Point annotations for photos
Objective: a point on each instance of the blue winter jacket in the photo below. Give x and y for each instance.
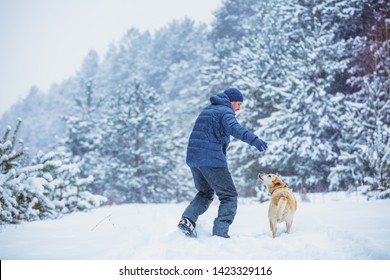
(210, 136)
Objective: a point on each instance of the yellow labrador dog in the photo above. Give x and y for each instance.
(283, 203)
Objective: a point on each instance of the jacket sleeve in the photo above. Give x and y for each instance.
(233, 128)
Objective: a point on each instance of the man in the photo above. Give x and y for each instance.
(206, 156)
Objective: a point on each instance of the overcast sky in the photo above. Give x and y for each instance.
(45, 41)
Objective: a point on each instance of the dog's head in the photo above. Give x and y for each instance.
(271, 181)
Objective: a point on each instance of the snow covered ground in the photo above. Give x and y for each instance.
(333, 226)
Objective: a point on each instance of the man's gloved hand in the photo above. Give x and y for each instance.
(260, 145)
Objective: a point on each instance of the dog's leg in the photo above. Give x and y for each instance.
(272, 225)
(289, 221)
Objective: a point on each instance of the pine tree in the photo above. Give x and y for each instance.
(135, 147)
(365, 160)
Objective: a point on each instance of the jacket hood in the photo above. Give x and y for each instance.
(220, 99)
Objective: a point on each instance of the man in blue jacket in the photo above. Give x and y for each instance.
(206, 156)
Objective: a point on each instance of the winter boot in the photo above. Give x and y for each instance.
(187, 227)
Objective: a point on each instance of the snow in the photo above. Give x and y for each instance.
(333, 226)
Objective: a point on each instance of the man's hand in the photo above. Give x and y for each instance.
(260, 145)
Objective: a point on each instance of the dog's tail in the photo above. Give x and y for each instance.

◆ GOAL: Revise the listing by replacing every "instance" with "occurrence" and leaving everything else unchanged. Leave the pictures out of your answer.

◆ REPLY:
Objective: a point on each occurrence of the blue winter jacket in the photo below. Give x and y for each occurrence.
(210, 136)
Objective: a point on each occurrence of the yellow labrador dog in the photo above. Give x and y for each occurrence.
(283, 203)
Objective: a point on each occurrence of the jacket sleeve in the photo above. Give x and y for each occurrence.
(233, 128)
Objective: a point on each occurrence of the man in the photo above. Give x and y for each occurrence.
(206, 156)
Objective: a point on each occurrence of the overcast sky in the photo above. Give x and y for each occurrence.
(45, 41)
Objective: a point on each occurrence of the dog's head in the photo above. Give x and y for each occurrence.
(271, 181)
Objective: a point on each occurrence of the snow covered ground in the photo above. Give x and y for each occurrence.
(333, 226)
Objective: a point on each occurrence of the man's gloved hand in the photo above. Give x and y for each occurrence.
(260, 145)
Objective: a point on each occurrence of the dog's leg in the photo above. Give x and y for each occurrence.
(272, 225)
(289, 221)
Objective: a point on each occurrence of the pine tree in the photo above. Give x and y for each occurrence.
(135, 147)
(365, 160)
Objective: a point on each occurrence of the jacket hood in the photo above. Give x and y for each occurrence.
(220, 99)
Objective: a point on each occurrence of the man in blue jacket in the photo above. Give x and y for each occurrence.
(206, 156)
Objective: a point on each occurrence of the winter boot in the photo above. Give x and y for each occurrence.
(187, 227)
Objective: a point on each occurrence of the snow in the photo above. Give x and y for each occurrence.
(333, 226)
Objective: a point on each occurrence of the man's hand in the photo above. Give x and y for each occurrence.
(260, 145)
Objective: a point on each occurrence of the dog's tail in the photo above. Give x and y for each occurrence.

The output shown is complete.